DIRECTION:
Which lines in the items below contain the string "blue"? List each such line in full, treating uppercase and lowercase as different.

Segmentation data:
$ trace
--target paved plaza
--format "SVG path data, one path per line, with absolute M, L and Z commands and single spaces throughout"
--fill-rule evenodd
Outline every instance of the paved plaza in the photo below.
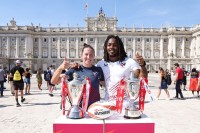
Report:
M 35 75 L 31 83 L 31 95 L 25 95 L 26 101 L 21 107 L 16 107 L 10 87 L 5 84 L 4 97 L 0 97 L 0 133 L 53 132 L 53 122 L 62 115 L 60 85 L 57 85 L 54 97 L 50 97 L 46 82 L 43 82 L 42 91 L 37 89 Z M 156 97 L 158 74 L 149 74 L 149 86 Z M 171 97 L 175 96 L 174 85 L 169 86 L 169 92 Z M 183 91 L 183 95 L 186 100 L 166 100 L 162 91 L 160 99 L 153 102 L 149 102 L 146 95 L 144 113 L 155 122 L 155 133 L 200 133 L 200 98 L 193 97 L 190 91 Z

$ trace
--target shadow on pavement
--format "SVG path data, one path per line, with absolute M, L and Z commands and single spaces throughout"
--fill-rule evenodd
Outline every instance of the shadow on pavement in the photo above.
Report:
M 43 106 L 43 105 L 55 105 L 55 104 L 60 104 L 60 103 L 24 103 L 23 105 L 24 106 L 37 106 L 37 105 L 39 105 L 39 106 Z
M 13 106 L 13 105 L 0 105 L 0 108 L 5 108 L 5 107 L 8 107 L 8 106 Z

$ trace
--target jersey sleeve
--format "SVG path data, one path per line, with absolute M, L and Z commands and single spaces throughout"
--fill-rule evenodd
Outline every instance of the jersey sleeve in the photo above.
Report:
M 69 69 L 68 71 L 65 72 L 65 75 L 68 81 L 73 80 L 73 73 L 74 73 L 74 69 Z
M 101 69 L 101 67 L 97 67 L 97 68 L 99 69 L 100 81 L 105 81 L 103 70 Z

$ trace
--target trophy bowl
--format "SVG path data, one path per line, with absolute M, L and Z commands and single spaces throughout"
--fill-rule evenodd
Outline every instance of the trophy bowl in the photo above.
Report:
M 82 95 L 83 95 L 83 86 L 85 84 L 85 79 L 78 79 L 78 74 L 73 74 L 73 80 L 68 82 L 68 97 L 72 103 L 72 106 L 67 112 L 67 118 L 70 119 L 80 119 L 83 118 L 85 112 L 79 106 Z
M 127 82 L 127 86 L 125 87 L 125 92 L 128 97 L 129 105 L 125 108 L 125 115 L 124 117 L 127 119 L 138 119 L 141 118 L 141 111 L 137 109 L 134 104 L 134 101 L 138 98 L 139 95 L 139 88 L 140 88 L 140 81 L 138 75 L 135 74 L 136 70 L 131 70 L 131 75 Z

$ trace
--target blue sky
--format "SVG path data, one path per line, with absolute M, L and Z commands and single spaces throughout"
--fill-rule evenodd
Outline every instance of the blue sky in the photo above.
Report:
M 117 16 L 118 27 L 200 24 L 200 0 L 2 0 L 0 26 L 14 17 L 19 26 L 40 23 L 42 27 L 84 27 L 86 3 L 89 17 L 95 17 L 102 7 L 107 17 Z

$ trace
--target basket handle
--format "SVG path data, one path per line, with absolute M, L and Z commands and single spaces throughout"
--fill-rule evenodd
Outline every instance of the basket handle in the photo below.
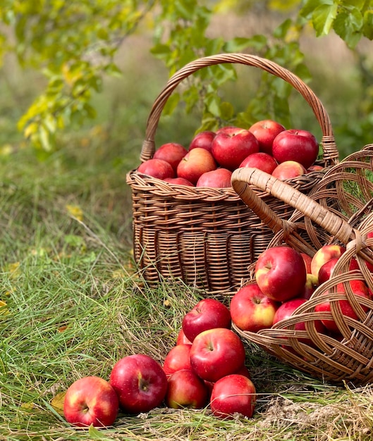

EXERCISE RESULT:
--target blue sky
Outline every instance of the blue sky in the photo above.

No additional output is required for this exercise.